AUFGABEN:
1 - Nenne alle Schuldentitel, die der Bericht über Brasiliens Auslandsschuld anführt.
2 - Warum hängt laut dem Bericht über Brasiliens Auslandsschuld die Höhe des Nachlasses davon ab, wie viele Privatbanken sich für den „discount bond“ entscheiden? Antworte in ein bis drei Sätzen.
3 - Setze den Bericht über die Refinanzierung der brasilianischen Auslandsschuld nach seinem letzten Satz fort.

TEXTAUSZUG:
┏━━

MIT RIOS SCHULDENHUT AUF DU UND DU: Atempause für Brasilien
■ Brady-Plan gewährt bis zu 35Prozent Nachlaß
Rio de Janeiro (taz) — Das wichtigste sind die Zinsen und die Zahlungsgarantie. Zurückzahlen muß Brasilien seine Schulden bei den privaten Gläubigern erst in 30 Jahren. Dies sind einige der Bestimmungen des Abkommens zur Refinanzierung der brasilianischen Auslandsschuld, das am Donnerstag in New York unterzeichnet wurde. Der brasilianische Präsident Fernando Collor de Mello wies darauf hin, daß Brasilien bessere Bedingungen ausgehandelt habe als jedes andere Land.
Die Refinanzierung der 44 Milliarden Dollar (66 Milliarden Mark) bei seinen privaten Gläubigern nach dem Plan von Ex-US- Schatzmeister Nicolaus Brady verschafft Brasilien erst einmal eine Atempause. Die Laufzeit der drei verschiedenen Schuldentitel beträgt zwischen zehn und dreißig Jahre. Der „discount bond“ gewährt bei einer Laufzeit von 30 Jahren einen Abschlag von 35Prozent. Der Nachlaß der brasilianischen Auslandsschuld hängt jedoch davon ab, wieviele Privatbanken sich letztendlich für den „discount bond“ entscheiden. Die beiden anderen möglichen Schuldentitel, „par bond“ und „new money bond“, werden eins zu eins gegen die alten Schuldentitel eingetauscht. Lediglich die Laufzeiten und Zinsraten variieren.

┗━━

DATENSÄTZE:
┏━━

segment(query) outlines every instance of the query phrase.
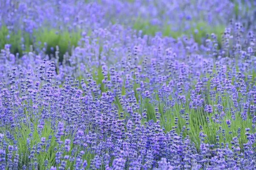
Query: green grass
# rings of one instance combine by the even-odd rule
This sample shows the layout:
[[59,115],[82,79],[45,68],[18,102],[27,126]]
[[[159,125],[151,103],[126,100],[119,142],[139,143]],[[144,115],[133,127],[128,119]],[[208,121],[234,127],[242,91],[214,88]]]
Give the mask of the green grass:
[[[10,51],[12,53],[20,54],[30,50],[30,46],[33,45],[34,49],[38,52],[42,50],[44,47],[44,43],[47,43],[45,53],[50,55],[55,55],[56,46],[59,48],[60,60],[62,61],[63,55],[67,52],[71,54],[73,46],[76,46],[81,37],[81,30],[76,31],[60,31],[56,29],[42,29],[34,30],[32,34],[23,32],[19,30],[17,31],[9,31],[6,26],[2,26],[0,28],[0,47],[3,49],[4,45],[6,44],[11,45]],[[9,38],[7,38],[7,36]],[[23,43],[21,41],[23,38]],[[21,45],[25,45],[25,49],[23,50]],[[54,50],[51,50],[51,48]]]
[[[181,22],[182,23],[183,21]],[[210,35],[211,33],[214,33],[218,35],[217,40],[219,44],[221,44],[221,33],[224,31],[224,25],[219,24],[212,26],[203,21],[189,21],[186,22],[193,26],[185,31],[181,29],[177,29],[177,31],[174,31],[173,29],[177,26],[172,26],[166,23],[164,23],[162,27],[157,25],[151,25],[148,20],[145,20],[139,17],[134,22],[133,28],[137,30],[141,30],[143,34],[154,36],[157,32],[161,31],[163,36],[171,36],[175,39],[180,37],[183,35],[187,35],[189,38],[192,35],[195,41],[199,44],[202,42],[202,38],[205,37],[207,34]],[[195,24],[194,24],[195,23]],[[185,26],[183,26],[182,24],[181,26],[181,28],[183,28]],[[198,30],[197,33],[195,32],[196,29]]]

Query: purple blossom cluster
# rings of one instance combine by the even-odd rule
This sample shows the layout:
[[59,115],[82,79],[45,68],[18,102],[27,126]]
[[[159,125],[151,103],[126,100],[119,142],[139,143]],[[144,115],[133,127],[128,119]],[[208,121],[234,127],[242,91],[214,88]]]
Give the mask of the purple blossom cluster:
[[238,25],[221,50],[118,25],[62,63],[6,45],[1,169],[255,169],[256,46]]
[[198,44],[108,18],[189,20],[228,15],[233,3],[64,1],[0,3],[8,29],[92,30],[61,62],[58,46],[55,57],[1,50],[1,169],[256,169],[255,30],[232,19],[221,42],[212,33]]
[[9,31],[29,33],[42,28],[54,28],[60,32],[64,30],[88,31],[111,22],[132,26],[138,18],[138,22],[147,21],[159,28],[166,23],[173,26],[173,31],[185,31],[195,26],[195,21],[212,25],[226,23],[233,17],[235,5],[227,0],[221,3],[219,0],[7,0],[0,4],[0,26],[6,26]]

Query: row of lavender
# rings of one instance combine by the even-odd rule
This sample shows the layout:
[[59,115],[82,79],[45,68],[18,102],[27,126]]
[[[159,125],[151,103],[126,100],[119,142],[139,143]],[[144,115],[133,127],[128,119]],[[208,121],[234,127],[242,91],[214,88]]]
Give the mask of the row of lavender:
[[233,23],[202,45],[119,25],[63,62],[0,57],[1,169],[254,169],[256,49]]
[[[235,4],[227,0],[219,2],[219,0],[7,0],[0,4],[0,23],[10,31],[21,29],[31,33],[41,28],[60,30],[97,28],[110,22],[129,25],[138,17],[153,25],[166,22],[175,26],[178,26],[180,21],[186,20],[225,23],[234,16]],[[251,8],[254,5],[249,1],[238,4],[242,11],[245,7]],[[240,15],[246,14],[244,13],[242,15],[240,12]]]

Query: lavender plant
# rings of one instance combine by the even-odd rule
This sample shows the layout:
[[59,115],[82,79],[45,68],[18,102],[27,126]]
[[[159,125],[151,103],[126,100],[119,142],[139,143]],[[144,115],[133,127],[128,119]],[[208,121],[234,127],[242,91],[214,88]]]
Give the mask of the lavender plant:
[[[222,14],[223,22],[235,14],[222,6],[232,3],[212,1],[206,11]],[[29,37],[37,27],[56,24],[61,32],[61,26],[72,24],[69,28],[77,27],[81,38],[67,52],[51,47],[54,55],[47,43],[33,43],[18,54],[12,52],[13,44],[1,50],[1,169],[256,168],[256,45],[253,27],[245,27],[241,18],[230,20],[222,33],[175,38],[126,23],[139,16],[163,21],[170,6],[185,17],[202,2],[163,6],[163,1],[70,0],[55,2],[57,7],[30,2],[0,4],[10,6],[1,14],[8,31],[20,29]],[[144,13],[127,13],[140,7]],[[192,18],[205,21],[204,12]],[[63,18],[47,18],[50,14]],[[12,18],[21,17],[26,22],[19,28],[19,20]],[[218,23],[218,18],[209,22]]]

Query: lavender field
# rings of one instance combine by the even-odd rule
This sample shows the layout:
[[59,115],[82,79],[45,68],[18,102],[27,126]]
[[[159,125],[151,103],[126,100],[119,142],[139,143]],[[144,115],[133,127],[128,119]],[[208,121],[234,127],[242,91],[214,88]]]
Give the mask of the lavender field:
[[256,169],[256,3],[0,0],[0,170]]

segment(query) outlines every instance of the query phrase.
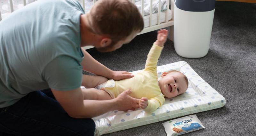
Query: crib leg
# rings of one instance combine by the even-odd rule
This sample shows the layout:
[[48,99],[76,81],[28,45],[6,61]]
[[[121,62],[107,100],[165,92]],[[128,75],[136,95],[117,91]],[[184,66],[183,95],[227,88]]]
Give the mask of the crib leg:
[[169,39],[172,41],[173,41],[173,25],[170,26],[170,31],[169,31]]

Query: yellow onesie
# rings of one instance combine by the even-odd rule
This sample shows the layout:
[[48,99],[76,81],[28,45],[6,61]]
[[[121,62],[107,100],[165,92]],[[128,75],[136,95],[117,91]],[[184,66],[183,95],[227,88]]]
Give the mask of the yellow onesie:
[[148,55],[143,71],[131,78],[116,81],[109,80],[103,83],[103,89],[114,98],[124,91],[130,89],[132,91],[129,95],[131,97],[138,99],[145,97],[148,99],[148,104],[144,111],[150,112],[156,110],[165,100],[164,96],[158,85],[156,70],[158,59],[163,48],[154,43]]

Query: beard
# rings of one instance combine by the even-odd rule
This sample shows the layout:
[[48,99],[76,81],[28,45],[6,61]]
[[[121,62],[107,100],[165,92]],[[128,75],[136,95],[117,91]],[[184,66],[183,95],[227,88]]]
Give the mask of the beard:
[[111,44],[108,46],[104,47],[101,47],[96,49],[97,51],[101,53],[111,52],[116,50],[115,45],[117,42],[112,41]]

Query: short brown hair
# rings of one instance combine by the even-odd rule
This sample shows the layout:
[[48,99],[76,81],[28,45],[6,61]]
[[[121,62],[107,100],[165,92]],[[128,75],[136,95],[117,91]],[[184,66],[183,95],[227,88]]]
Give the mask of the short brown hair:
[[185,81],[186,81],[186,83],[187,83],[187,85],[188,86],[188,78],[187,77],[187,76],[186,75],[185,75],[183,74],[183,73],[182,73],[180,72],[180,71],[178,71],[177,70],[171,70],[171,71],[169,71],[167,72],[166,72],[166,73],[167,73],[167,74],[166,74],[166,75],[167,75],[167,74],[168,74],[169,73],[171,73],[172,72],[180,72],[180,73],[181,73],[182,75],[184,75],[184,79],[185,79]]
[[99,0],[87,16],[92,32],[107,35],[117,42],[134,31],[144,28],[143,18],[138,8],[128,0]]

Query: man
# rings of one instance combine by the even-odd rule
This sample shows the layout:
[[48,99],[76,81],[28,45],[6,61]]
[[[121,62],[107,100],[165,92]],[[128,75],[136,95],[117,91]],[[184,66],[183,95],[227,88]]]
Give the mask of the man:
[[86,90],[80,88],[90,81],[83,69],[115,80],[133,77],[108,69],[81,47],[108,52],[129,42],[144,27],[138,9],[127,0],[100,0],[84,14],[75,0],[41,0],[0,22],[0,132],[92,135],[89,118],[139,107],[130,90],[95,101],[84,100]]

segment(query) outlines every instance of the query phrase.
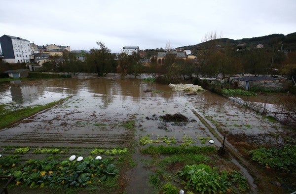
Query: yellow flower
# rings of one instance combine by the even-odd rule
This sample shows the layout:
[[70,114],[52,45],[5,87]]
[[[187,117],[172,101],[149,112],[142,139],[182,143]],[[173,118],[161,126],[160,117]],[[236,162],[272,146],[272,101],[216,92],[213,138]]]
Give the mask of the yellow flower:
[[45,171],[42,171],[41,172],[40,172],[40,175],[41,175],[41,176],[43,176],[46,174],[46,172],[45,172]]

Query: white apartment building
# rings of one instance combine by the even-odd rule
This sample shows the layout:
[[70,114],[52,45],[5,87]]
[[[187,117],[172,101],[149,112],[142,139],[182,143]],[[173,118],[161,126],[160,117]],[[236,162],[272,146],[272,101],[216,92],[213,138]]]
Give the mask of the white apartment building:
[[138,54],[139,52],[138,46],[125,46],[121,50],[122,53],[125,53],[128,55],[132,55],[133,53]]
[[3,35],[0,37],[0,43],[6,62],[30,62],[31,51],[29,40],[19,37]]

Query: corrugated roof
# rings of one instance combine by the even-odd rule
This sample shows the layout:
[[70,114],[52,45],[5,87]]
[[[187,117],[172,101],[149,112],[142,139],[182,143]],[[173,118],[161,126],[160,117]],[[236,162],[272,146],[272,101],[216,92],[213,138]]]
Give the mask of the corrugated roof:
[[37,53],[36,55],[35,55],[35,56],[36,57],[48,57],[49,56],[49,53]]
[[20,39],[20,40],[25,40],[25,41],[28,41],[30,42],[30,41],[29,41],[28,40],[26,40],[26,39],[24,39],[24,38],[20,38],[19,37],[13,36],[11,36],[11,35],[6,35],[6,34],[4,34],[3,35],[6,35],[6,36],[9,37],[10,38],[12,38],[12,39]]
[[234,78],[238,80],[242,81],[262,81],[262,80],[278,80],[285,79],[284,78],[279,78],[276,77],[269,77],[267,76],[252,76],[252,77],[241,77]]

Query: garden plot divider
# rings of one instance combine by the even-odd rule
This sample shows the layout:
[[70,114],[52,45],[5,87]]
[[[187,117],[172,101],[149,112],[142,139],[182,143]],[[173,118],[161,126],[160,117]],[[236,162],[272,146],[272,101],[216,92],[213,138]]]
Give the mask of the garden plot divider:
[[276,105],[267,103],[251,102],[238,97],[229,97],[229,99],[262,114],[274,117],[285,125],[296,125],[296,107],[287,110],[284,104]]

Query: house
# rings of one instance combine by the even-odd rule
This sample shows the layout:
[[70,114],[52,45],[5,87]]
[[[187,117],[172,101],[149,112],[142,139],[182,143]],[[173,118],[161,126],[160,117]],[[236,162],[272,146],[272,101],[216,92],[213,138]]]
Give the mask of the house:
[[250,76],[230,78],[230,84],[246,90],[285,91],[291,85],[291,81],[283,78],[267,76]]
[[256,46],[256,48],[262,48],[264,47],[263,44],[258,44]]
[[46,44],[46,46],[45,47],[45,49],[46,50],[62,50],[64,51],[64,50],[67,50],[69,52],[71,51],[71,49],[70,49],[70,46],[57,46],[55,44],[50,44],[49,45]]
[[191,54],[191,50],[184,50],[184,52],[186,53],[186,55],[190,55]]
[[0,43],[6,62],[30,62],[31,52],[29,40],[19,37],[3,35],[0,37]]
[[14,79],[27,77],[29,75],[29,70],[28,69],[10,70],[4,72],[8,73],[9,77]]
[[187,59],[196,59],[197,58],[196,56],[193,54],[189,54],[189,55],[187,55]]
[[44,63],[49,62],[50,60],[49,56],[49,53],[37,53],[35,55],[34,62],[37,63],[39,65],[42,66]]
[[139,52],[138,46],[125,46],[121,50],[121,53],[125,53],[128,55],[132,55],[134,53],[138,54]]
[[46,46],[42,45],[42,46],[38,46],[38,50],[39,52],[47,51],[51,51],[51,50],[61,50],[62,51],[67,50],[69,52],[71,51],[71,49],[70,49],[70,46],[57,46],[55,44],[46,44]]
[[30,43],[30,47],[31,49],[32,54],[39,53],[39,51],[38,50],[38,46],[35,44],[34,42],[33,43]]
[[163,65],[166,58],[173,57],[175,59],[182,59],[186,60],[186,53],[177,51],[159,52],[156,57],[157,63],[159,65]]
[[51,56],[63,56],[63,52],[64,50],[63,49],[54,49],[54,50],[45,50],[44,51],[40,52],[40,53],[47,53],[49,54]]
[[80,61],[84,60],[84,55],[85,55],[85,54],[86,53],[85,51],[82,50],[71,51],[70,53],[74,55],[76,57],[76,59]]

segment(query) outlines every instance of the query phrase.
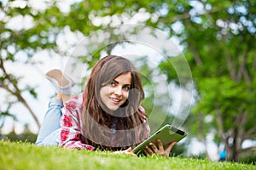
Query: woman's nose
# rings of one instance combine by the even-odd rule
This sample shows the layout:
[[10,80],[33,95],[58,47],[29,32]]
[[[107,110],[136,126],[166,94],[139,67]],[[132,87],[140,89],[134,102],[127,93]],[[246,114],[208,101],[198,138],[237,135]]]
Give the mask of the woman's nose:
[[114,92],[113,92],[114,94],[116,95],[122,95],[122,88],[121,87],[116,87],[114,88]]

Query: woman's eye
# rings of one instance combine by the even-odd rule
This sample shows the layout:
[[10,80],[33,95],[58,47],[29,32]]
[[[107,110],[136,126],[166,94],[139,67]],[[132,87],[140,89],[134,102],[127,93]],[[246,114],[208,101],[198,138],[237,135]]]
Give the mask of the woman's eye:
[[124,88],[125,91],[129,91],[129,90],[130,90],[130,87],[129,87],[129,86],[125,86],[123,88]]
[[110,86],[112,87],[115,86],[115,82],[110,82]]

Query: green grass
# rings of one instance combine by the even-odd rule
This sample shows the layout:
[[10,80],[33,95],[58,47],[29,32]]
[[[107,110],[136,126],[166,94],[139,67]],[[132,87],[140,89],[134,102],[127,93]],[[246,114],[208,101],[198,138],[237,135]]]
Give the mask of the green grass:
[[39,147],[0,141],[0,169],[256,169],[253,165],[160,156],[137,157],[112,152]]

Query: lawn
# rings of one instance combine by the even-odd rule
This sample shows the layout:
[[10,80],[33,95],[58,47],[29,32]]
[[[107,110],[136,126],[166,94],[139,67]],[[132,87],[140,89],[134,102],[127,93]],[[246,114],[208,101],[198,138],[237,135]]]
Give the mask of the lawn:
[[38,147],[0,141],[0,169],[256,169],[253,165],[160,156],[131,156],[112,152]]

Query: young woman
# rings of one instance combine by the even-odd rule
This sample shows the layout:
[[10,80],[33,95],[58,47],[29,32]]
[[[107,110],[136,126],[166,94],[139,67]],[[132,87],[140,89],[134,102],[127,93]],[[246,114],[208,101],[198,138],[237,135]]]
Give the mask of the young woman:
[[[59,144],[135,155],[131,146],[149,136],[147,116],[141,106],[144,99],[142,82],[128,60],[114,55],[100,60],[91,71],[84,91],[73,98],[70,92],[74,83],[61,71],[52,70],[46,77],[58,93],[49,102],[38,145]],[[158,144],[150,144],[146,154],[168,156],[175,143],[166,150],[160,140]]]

┗━━

DIE ANTWORTEN:
1 - „discount bond“, „par bond“, „new money bond“

2 - Nur der „discount bond“ gewährt einen Abschlag von 35 Prozent. Die beiden anderen Schuldentitel, „par bond“ und „new money bond“, werden eins zu eins gegen die alten Schuldentitel eingetauscht, wobei lediglich Laufzeiten und Zinsraten variieren.

3 -
Bei den Zinsen, die alle sechs Monate fällig werden, gibt es für Brasilien keinen Abschlag — im Gegenteil: Auf die in London frei festgelegte Rate, genannt „Libor“, werden noch 0,825 Prozent draufgeschlagen. Nur der Schuldentitel „par bond“ hat eine feste Zinsrate, die jedoch mit 6,25 Prozent deutlich über dem Marktniveau liegt. Das neue an dem Schuldenvertrag ist, daß diesmal die Vereinigten Staaten die Bürgschaft für Brasilien übernehmen. Als Garantie gibt die US-Staatskasse sogenannte „zero coupon bonds“ heraus. Brasilien hat sich bereits verpflichtet, Papiere im Wert von 1,6 Milliarden Dollar zu kaufen. Den Rest steuern Weltbank, Währungsfonds und die Gläubigerbanken selbst bei.
Dank der Zinserträge entsprechen die US-Staatspapiere in 30 Jahren etwa dem Wert der heutigen brasilianischen Auslandsschuld bei den Privatbanken. Sollte Brasilien also nicht zahlen, gehen die Banken dennoch nicht leer aus. Die Regierung Bush schlägt mit der Bürgschaft gleich zwei Fliegen mit einer Klappe: Sie hat nicht nur die Wirtschaftspolitik des größten Landes Lateinamerikas fest im Griff, sondern verschafft sich auch dringend benötigtes Investitionskapital.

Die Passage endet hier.